### TASK OBJECTIVE
Can you quote, word for word, the part of the CPJ expansion article below that opens with the words containing "With the worst" and closes with "coming into Jamaica."?
─── DOCUMENT PASSAGE
With the worst of the novel coronavirus pandemic gone following the global shutdown in March 2020, Caribbean Producers Jamaica Limited (CPJ) is looking to expand its physical footprint in Jamaica and St Lucia, as well as acquire an overseas company in the near term.
CPJ is a manufacturer and distributor of its own fresh juices and meats plus other non-food supplies along with the wholesale operation of its CPJ Market in Kingston and Montego Bay. Apart from supplying the retail entities like supermarkets and food stores with products, it also supplies the hospitality sector including hotels with the food prepared for the tourists coming into Jamaica.
The company was adversely impacted in 2020 with the pandemic cutting off the island’s flights and global travel restrictions limiting the inflow of traffic into the island. Now that air traffic is improving to the second city (MoBay) and the hospitality sector is recovering well, CPJ will be looking to expand its MoBay location to 6,000 sq ft. Air traffic to the Sangster International Airport was down 26 per cent to 191,000 terminal passengers for September compared to September 2019.
“We are expanding the CPJ Market which is primarily aimed at the food service customers. It’s not a supermarket, but a chef’s market. We have a store in Kingston and Montego Bay with a third store being looked at as we speak. We’re expanding in St Lucia as well. There’s something much more significant in the company that we’re looking as we have put in the right people, processes and technology,” said CPJ Chairman Mark Hart in a call with Sunday Finance.
“We are considering acquiring another company and looking at going offshore in a very exciting destination to acquire a target. We decided to graduate after doing all that work to restructure the company. This opportunity will require more capital and we will most likely be going out to the market at some point. If you know the constraints of the Junior Market, we couldn’t raise any additional capital there as we were very close to that threshold. It would have not afforded us anything material to capitalise on these opportunities. The company is going to be much more robust than it has been, and we feel like the investing public will be very excited when we get to make it public,” noted Hart.
──────
─── DATA
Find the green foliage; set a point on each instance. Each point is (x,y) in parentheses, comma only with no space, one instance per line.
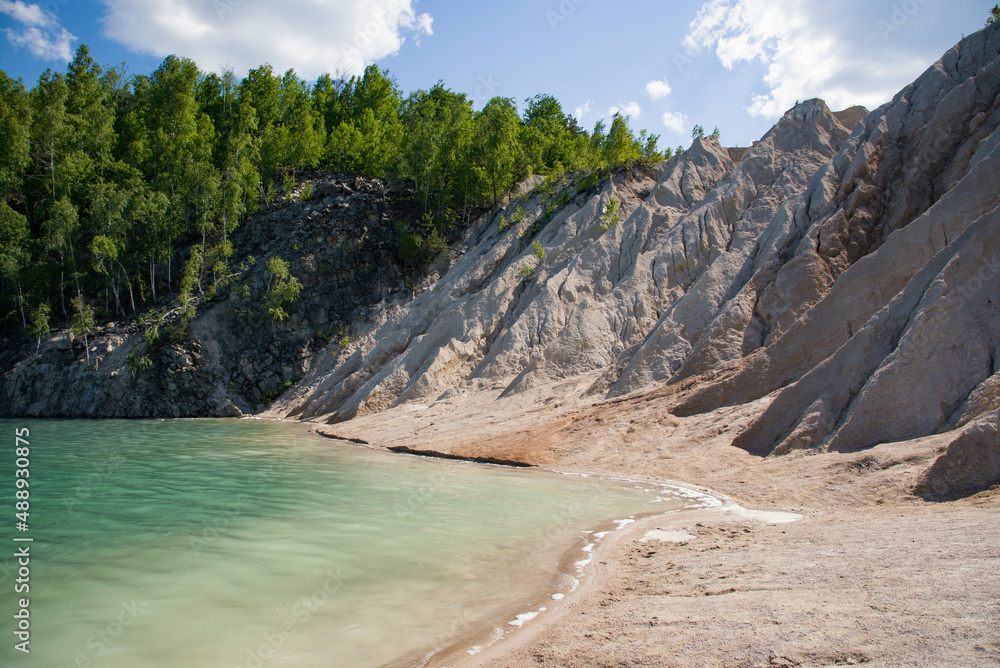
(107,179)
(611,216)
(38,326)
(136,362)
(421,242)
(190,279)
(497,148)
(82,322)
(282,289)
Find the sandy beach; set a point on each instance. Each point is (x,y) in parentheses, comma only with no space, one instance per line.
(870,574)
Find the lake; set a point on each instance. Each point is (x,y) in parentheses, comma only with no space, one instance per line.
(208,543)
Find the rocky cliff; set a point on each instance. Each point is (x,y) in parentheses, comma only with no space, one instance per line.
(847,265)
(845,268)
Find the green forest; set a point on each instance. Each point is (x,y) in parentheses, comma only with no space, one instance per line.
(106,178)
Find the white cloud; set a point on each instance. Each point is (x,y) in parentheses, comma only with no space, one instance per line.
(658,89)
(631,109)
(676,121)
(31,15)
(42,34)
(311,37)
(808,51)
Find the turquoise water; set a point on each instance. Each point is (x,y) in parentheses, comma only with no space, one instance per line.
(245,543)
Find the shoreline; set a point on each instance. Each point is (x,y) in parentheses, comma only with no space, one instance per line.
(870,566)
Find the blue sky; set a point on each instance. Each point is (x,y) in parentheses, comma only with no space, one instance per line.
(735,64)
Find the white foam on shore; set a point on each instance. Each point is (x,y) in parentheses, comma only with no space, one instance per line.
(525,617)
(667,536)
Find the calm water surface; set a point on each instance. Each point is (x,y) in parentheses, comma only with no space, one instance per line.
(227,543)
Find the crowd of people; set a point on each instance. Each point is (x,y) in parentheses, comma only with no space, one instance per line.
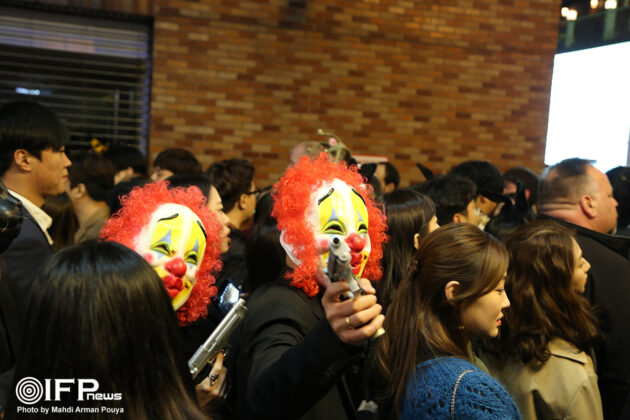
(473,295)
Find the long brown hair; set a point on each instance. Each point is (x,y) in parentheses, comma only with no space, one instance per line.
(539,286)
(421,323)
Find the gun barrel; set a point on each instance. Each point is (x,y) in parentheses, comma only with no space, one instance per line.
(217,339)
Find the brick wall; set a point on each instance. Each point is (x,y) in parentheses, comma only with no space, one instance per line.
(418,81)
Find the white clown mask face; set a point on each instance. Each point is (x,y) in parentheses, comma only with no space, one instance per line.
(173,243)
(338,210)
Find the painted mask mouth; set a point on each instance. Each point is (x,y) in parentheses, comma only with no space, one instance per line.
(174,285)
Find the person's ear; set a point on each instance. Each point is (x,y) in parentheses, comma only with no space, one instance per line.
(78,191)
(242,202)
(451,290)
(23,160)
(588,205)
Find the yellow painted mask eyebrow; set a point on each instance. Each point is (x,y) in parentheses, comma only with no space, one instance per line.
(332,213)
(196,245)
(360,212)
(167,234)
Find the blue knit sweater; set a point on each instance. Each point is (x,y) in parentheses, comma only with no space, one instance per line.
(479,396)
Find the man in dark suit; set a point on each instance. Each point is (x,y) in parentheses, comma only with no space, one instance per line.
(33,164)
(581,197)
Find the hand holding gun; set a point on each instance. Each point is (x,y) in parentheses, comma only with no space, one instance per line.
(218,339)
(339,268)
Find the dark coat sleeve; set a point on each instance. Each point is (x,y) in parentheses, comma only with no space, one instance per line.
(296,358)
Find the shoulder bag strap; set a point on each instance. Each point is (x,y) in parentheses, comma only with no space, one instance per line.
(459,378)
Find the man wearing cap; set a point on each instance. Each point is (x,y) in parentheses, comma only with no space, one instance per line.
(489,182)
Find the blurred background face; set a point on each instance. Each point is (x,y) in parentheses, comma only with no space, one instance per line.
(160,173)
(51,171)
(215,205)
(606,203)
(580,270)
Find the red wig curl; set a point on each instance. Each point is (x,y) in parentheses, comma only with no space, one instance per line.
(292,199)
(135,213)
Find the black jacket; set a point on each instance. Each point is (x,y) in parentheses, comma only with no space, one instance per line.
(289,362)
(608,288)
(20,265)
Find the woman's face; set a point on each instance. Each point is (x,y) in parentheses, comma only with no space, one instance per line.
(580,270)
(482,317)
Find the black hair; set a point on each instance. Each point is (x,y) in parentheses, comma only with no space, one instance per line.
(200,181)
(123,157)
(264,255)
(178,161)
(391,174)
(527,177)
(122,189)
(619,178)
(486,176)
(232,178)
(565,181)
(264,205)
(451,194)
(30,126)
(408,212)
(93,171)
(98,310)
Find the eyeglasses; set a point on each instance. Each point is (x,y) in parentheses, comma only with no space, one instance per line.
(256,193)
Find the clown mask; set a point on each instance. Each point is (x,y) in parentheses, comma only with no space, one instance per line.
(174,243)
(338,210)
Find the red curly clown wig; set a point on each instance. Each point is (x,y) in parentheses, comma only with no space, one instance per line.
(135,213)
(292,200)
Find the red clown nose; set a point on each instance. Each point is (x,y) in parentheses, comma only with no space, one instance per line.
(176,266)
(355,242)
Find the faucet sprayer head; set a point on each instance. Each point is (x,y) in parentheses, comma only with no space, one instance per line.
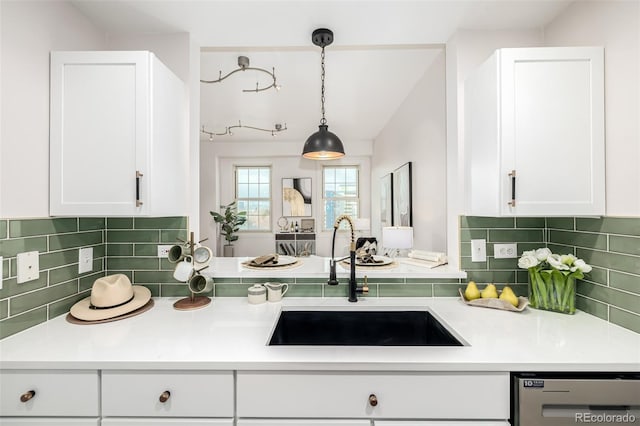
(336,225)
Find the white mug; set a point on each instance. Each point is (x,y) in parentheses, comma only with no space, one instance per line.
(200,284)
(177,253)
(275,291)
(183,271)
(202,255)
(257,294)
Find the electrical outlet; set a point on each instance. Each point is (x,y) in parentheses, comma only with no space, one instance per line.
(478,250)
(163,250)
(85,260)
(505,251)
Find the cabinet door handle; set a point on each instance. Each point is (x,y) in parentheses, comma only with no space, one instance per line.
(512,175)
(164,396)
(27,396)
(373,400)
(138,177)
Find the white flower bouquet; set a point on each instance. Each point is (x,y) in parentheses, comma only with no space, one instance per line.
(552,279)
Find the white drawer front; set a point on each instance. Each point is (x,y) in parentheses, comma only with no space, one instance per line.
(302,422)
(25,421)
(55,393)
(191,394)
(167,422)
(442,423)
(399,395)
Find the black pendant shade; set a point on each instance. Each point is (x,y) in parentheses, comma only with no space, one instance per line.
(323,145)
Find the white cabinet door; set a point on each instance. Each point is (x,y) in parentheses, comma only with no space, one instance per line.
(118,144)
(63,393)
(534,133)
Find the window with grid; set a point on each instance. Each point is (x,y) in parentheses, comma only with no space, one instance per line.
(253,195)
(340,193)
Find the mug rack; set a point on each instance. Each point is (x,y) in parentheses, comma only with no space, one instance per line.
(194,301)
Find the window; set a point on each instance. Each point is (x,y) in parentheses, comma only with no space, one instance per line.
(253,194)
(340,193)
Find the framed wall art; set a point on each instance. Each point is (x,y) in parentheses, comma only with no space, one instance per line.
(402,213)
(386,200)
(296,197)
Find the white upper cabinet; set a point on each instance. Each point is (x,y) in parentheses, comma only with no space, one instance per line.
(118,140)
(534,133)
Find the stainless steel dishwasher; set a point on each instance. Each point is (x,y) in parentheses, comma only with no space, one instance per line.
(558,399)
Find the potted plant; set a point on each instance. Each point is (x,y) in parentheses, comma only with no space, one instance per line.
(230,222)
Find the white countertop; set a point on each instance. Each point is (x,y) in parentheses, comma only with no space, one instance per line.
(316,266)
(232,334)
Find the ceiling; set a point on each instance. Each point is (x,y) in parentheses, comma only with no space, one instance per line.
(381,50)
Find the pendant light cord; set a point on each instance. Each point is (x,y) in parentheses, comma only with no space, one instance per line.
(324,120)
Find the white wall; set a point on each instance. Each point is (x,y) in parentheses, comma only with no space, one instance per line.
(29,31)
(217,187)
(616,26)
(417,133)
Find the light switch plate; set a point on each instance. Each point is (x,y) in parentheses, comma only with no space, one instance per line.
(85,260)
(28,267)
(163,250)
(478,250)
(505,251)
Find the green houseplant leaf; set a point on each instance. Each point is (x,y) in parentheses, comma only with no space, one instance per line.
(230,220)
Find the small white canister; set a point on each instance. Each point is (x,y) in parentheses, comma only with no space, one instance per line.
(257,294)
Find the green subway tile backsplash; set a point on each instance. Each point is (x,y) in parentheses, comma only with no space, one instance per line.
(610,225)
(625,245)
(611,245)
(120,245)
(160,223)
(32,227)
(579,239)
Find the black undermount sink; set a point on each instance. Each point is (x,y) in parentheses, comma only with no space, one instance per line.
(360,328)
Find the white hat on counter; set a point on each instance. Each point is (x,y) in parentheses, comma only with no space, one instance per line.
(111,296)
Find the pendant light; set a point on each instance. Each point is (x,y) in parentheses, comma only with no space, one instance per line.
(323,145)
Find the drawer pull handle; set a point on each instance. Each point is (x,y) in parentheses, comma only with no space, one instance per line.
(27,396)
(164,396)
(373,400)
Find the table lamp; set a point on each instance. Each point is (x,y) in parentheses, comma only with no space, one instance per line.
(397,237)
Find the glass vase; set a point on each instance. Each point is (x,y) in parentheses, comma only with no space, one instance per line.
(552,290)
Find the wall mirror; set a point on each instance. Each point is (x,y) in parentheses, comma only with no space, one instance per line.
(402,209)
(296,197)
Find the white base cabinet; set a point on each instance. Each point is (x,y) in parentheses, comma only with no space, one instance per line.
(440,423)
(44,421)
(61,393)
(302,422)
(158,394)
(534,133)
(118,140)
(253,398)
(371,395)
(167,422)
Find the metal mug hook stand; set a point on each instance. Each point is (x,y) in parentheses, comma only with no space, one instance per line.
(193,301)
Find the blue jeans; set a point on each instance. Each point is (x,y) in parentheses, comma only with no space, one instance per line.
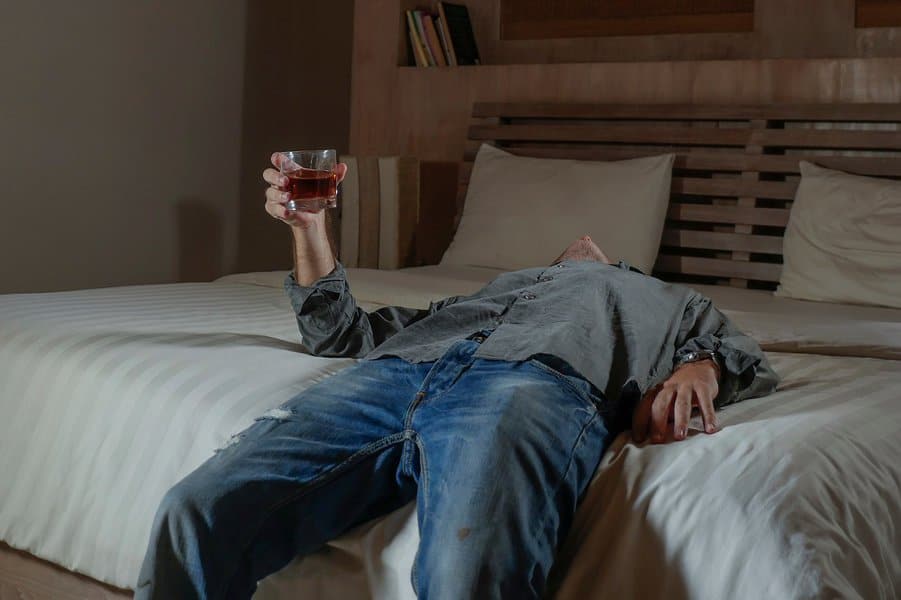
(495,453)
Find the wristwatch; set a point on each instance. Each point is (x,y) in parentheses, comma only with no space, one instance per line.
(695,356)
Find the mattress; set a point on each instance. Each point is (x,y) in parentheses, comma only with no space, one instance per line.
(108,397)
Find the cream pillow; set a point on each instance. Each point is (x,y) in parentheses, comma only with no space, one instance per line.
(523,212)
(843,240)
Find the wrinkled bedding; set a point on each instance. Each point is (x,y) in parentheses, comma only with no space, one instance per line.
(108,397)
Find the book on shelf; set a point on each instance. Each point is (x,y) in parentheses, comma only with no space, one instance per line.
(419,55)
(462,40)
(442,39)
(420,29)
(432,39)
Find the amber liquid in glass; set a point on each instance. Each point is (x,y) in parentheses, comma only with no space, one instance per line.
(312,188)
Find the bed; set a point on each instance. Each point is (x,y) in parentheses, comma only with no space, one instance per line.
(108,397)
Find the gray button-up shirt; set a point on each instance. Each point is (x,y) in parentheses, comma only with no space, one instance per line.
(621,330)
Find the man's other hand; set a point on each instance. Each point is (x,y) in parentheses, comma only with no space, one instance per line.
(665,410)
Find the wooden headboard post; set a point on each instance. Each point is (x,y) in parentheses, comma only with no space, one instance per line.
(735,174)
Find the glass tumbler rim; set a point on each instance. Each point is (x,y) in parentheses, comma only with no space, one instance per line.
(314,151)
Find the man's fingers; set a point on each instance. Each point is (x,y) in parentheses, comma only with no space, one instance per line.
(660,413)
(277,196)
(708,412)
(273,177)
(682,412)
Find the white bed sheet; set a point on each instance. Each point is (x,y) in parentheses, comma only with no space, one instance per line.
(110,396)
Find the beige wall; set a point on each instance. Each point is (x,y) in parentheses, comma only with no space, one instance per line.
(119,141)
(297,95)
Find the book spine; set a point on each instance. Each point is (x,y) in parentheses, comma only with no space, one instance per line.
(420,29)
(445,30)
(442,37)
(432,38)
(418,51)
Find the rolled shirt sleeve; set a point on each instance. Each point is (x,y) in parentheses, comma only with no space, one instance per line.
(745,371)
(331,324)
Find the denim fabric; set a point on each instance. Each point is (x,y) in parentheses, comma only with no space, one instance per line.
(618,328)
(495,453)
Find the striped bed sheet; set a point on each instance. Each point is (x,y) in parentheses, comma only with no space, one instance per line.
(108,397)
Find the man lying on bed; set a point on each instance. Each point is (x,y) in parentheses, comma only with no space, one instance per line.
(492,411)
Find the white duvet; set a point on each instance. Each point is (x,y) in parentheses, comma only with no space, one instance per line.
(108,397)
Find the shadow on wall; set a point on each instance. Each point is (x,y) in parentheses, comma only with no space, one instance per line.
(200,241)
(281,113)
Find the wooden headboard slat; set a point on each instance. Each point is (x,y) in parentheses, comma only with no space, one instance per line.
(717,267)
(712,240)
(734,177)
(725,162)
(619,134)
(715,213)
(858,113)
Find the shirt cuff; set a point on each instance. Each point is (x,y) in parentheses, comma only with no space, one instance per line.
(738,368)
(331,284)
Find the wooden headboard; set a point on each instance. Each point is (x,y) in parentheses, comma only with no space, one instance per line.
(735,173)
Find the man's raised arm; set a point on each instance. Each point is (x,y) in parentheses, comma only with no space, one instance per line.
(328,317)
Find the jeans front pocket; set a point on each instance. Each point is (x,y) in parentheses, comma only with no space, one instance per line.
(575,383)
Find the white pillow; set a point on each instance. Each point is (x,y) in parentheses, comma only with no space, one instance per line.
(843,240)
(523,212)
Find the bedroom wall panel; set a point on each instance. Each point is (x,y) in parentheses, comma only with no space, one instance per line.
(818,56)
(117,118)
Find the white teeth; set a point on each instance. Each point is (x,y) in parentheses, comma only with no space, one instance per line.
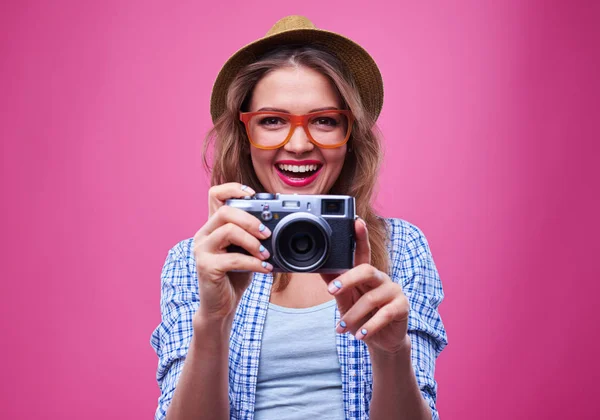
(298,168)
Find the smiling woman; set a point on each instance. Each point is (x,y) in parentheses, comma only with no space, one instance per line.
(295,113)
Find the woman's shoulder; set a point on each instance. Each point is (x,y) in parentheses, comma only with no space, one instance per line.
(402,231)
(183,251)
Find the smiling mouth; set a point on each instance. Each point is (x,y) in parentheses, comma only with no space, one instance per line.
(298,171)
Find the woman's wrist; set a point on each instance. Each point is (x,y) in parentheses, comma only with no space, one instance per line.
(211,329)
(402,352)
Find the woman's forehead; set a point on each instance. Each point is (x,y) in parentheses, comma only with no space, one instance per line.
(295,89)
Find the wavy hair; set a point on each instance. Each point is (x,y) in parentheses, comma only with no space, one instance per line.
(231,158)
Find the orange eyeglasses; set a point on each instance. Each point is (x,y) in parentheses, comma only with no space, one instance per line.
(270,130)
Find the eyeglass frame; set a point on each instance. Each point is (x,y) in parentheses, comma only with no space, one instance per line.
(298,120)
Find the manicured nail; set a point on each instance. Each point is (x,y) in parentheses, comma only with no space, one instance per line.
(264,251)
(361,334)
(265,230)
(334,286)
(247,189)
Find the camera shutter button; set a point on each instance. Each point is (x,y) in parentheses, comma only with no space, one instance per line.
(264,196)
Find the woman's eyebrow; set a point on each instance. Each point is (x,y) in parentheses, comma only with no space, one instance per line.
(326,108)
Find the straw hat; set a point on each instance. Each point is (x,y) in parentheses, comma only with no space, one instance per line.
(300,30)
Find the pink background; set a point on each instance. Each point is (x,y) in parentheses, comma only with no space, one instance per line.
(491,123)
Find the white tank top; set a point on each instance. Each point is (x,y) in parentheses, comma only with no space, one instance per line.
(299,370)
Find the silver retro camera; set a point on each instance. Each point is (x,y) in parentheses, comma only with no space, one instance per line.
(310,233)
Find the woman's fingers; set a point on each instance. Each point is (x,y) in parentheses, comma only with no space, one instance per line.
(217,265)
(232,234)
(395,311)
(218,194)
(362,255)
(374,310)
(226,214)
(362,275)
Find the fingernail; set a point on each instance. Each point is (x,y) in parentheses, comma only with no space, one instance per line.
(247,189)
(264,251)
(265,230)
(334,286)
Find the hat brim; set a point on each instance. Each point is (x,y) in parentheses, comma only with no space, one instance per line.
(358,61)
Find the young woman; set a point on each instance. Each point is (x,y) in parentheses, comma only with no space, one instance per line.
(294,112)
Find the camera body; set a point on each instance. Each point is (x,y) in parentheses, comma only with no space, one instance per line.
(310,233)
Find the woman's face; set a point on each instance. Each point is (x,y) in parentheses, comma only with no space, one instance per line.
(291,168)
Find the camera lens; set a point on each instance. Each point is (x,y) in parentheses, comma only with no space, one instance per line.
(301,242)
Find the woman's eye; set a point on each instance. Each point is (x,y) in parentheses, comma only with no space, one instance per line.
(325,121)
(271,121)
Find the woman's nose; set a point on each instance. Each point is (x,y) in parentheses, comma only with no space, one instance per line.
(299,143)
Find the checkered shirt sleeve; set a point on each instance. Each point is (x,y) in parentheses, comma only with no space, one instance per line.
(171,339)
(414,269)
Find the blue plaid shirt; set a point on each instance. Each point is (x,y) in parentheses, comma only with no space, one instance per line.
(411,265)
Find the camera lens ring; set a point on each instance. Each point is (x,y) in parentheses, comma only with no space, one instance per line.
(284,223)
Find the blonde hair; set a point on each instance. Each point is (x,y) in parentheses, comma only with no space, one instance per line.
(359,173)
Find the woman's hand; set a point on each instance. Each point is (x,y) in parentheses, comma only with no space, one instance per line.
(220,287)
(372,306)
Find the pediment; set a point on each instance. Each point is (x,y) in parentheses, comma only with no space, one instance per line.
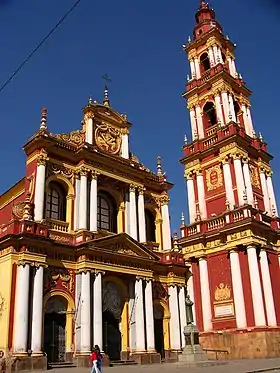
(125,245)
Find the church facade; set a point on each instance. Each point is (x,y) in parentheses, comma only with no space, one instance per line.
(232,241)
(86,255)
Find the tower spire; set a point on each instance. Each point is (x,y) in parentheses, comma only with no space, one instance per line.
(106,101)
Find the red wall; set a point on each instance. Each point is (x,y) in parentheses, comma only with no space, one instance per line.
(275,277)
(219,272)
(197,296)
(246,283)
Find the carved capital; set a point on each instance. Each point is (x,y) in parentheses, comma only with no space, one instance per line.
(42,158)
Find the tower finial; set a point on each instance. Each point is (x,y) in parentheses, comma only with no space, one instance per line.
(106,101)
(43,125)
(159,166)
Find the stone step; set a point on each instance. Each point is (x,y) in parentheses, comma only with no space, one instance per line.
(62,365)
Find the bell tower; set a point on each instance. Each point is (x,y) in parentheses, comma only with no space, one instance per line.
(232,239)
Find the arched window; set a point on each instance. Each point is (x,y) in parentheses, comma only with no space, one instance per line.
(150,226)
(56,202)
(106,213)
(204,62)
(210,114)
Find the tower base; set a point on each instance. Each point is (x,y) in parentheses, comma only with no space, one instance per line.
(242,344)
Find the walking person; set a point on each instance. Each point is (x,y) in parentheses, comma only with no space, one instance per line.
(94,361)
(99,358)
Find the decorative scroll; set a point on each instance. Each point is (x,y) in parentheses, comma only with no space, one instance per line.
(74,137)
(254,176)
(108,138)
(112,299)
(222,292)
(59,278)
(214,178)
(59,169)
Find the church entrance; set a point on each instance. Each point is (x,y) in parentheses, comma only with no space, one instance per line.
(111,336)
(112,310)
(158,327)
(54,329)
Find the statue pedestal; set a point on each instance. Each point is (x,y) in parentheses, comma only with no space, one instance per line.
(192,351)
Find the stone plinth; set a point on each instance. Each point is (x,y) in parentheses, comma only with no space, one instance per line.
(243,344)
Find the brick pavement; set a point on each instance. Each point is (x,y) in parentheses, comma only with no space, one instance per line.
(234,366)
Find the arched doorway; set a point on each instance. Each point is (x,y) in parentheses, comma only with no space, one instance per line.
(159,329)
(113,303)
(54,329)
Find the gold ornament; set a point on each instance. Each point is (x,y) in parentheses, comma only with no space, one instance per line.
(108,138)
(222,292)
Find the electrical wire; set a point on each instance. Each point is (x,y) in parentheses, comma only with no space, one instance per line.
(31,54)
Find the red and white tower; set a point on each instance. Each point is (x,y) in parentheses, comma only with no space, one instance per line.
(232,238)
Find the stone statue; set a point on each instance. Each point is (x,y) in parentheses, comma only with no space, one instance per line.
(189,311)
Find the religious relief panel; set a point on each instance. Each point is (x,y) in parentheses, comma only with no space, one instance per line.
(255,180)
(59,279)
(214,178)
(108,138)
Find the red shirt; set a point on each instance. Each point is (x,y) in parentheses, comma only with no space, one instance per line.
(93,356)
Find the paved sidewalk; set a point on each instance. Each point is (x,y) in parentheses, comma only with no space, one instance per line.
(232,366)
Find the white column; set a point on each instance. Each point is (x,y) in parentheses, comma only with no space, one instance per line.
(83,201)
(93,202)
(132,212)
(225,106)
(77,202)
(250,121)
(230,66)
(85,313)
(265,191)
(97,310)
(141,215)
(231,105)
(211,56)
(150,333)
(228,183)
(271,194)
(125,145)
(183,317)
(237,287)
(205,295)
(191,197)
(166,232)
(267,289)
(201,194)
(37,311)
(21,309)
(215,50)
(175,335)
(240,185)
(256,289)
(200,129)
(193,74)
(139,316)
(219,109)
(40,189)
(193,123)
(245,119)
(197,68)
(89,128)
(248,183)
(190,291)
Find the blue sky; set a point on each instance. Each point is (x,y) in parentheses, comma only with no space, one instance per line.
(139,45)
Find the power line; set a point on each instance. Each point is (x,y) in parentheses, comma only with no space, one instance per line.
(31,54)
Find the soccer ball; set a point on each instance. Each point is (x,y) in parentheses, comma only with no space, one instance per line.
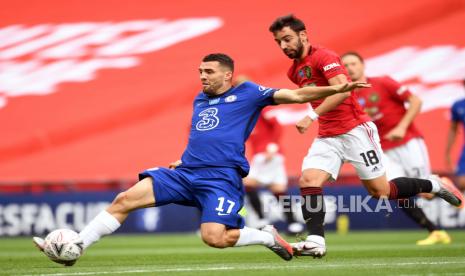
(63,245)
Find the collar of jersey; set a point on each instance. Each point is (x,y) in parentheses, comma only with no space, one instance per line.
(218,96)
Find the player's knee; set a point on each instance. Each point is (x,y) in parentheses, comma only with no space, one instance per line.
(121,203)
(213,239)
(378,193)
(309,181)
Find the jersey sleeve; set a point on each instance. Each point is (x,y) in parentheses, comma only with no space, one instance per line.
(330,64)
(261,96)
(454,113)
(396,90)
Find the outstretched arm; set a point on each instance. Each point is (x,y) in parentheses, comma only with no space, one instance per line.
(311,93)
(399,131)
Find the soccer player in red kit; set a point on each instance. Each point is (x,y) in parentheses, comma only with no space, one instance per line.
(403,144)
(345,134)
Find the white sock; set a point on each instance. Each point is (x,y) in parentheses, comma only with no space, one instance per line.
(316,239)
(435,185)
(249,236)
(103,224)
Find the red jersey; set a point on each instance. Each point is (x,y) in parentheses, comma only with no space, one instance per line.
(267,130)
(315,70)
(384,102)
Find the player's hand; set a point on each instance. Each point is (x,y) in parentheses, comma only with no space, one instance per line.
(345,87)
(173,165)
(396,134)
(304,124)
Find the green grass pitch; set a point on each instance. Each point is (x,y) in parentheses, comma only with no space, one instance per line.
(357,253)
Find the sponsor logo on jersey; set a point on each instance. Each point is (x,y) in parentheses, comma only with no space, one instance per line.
──────
### TASK RESPONSE
With the worst of the novel coronavirus pandemic gone following the global shutdown in March 2020, Caribbean Producers Jamaica Limited (CPJ) is looking to expand its physical footprint in Jamaica and St Lucia, as well as acquire an overseas company in the near term.
CPJ is a manufacturer and distributor of its own fresh juices and meats plus other non-food supplies along with the wholesale operation of its CPJ Market in Kingston and Montego Bay. Apart from supplying the retail entities like supermarkets and food stores with products, it also supplies the hospitality sector including hotels with the food prepared for the tourists coming into Jamaica.